» **Problem details**: Type out each entry exactly as it appears, but keep every image out.

[Stored data entries]
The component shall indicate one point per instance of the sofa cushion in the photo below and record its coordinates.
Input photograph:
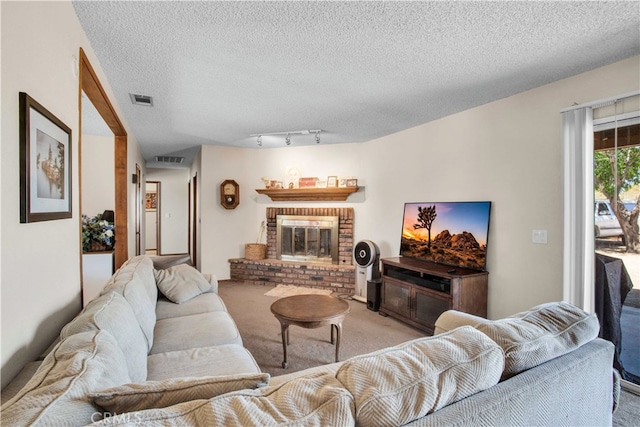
(112, 313)
(543, 333)
(181, 282)
(196, 330)
(227, 359)
(201, 304)
(58, 393)
(399, 384)
(160, 394)
(317, 400)
(136, 283)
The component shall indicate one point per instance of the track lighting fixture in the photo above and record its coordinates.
(288, 134)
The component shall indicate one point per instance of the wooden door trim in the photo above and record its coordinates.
(90, 84)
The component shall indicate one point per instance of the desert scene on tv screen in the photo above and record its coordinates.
(447, 233)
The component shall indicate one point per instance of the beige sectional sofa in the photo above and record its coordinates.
(159, 348)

» **Written solution**:
The component shall indicate one point per instance of the sofa cushion in the photo below and record its coordinates.
Input photograph:
(112, 313)
(543, 333)
(181, 282)
(196, 330)
(227, 359)
(201, 304)
(58, 393)
(399, 384)
(160, 394)
(317, 400)
(136, 283)
The component shall indicate one point per instance of the track lighting fixture in the photo above and record its coordinates.
(288, 134)
The component shall indicate one point per instance of the wooden door trim in the photo above and record its coordinates.
(90, 84)
The component shall indicate one point per instance of the desert scene on tv screen in the photo above and record its coordinates.
(447, 233)
The component shall indicate one point per instance of the beige sectional sofa in the photo above and record its coordinates.
(159, 348)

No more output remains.